• Action item
Set down exactly the lines below, starting at the one that contains "Where can the white shirt" and ending at the one that contains "Where can the pen be", with both of those lines included and nothing else.

Point-per-instance localization data
....

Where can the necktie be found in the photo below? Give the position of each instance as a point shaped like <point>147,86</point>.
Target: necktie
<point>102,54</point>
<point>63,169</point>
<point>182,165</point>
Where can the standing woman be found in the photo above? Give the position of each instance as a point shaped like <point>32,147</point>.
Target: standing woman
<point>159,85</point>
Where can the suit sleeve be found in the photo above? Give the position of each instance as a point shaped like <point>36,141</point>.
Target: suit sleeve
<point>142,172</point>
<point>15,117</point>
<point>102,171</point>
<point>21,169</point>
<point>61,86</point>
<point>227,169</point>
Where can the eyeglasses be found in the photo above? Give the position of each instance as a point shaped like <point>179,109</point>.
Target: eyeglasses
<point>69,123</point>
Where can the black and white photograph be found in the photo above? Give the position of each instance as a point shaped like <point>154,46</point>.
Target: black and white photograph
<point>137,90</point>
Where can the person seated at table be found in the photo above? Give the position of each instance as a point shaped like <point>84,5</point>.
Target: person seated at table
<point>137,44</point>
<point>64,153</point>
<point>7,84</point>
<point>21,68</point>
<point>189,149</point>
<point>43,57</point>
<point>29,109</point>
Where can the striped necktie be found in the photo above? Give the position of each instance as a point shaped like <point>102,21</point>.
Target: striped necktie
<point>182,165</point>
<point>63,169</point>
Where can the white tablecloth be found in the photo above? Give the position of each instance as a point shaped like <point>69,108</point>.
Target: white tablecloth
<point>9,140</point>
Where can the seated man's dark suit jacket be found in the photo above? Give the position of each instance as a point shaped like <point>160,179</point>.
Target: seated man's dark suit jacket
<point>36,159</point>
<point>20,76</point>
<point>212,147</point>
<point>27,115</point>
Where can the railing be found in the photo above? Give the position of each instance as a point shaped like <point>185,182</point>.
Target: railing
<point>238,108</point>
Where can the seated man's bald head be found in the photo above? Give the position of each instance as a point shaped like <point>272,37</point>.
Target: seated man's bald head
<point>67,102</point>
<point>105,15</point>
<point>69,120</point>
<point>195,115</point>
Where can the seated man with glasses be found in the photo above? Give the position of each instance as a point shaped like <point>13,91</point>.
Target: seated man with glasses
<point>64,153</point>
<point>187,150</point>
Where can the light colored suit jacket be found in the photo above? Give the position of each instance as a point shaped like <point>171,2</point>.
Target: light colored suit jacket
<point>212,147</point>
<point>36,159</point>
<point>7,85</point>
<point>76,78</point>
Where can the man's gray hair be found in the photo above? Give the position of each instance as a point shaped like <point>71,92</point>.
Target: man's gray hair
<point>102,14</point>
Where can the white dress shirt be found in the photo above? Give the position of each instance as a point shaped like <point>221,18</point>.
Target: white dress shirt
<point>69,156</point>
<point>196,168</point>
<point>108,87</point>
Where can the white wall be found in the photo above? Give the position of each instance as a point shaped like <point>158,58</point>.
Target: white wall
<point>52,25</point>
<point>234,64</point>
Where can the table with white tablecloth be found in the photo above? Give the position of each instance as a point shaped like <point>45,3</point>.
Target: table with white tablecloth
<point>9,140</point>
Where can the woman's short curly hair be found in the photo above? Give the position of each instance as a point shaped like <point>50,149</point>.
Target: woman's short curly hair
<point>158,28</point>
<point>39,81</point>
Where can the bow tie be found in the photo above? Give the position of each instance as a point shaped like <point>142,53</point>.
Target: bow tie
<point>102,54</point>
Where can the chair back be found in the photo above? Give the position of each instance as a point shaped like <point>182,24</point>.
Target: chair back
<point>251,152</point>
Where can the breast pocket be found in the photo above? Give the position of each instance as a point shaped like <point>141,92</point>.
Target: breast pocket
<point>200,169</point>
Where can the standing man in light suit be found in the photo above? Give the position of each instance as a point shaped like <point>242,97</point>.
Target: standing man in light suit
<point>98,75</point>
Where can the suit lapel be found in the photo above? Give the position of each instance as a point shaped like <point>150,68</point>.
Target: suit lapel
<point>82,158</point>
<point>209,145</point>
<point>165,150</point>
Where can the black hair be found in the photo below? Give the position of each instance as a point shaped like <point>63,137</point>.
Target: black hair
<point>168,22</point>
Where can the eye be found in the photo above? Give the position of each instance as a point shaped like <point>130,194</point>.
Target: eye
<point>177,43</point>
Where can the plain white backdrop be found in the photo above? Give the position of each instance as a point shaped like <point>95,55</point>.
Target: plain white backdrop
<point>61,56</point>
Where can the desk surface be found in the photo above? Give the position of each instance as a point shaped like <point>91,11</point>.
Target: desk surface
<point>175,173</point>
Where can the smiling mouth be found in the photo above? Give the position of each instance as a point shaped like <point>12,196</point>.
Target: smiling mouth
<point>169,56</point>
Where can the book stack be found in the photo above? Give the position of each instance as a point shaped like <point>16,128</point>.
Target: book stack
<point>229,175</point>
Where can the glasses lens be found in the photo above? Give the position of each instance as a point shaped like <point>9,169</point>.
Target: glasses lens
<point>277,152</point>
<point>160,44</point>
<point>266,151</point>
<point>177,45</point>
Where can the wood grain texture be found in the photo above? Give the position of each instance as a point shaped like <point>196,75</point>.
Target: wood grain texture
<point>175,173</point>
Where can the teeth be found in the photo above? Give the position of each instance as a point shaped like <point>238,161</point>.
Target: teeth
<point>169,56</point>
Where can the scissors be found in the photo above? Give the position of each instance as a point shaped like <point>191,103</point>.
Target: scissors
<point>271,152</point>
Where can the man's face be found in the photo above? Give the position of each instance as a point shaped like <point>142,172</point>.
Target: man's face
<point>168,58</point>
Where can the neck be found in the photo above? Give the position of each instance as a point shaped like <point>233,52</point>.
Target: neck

....

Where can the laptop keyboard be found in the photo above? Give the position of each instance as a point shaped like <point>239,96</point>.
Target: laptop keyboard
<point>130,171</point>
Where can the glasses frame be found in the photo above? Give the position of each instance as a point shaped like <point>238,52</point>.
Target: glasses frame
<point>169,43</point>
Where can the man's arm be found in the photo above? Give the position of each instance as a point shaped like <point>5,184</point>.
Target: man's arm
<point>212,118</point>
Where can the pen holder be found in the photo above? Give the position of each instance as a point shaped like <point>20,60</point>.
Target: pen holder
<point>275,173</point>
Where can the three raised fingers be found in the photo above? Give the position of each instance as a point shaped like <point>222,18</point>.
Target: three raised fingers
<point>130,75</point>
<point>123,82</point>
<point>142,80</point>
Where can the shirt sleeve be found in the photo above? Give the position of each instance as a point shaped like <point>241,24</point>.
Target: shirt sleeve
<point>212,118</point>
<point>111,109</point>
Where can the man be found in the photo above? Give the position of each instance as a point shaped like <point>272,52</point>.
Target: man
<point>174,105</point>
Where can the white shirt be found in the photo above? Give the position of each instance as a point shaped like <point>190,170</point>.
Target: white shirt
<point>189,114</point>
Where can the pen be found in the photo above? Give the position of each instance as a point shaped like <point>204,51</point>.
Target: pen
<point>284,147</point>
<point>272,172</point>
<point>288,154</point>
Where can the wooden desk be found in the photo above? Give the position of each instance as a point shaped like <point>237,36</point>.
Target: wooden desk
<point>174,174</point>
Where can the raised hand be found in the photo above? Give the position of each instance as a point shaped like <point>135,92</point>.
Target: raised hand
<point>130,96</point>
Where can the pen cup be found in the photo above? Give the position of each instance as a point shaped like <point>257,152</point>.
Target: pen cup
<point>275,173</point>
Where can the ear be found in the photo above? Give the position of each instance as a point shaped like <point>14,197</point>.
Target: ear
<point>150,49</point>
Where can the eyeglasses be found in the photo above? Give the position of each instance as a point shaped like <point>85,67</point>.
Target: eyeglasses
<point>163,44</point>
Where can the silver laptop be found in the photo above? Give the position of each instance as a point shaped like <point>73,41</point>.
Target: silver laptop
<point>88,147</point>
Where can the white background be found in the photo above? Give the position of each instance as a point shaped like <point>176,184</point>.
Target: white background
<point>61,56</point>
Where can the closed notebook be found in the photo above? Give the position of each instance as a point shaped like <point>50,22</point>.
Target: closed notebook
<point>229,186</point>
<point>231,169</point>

....

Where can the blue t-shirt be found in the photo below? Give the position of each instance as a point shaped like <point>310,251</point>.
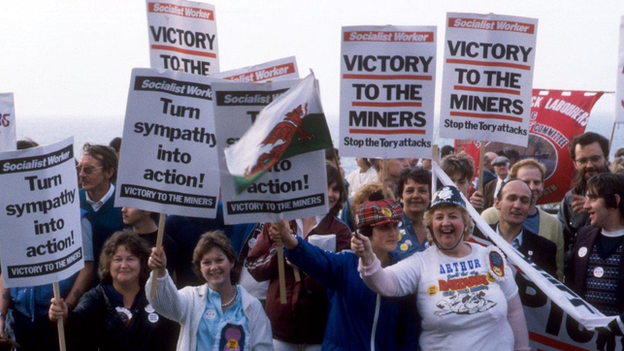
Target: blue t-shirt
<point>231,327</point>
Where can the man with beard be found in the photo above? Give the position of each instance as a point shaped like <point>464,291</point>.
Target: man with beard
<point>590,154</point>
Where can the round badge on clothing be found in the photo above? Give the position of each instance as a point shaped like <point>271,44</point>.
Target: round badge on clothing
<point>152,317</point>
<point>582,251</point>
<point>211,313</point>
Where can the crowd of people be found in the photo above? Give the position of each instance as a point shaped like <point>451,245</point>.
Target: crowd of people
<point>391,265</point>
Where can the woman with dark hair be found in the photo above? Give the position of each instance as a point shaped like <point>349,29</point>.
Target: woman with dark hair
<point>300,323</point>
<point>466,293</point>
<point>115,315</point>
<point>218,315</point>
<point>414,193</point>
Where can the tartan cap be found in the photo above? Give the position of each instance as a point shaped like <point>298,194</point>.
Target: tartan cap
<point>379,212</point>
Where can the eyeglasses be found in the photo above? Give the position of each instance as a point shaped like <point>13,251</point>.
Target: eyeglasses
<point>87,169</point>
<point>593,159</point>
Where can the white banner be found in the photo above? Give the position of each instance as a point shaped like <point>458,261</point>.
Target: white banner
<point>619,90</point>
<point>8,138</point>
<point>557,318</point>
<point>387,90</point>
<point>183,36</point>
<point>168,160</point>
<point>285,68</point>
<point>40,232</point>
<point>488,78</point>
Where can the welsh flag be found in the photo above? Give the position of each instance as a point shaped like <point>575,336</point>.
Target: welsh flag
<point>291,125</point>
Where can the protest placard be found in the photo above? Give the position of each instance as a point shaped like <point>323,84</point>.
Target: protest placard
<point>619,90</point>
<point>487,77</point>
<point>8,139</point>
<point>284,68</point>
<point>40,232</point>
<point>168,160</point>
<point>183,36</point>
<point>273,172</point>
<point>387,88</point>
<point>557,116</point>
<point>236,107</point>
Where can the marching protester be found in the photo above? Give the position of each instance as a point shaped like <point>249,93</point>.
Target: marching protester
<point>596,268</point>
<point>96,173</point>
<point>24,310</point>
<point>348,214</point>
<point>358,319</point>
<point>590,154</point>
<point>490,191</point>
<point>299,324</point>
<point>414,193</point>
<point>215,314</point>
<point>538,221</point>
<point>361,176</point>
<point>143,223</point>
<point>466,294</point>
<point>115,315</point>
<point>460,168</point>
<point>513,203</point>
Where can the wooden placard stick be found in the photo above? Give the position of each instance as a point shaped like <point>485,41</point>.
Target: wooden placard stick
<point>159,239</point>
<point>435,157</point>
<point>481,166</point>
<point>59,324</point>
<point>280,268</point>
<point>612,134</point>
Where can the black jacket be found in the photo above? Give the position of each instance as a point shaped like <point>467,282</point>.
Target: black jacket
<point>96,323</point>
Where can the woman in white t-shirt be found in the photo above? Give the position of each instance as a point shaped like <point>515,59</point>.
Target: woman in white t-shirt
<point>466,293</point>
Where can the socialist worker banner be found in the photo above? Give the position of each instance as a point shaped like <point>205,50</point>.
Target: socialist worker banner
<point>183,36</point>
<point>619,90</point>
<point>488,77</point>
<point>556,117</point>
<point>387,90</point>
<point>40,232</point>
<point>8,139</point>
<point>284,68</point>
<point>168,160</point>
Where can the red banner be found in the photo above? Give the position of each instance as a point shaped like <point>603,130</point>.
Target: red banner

....

• Output for this task
Where can the white shirt be found in the photo above? Give the position of each instance as a point shaped like <point>190,170</point>.
Target: white shirt
<point>189,114</point>
Where can the pen be found in the photo above? Give the position of each instance as a point shaped like <point>204,51</point>.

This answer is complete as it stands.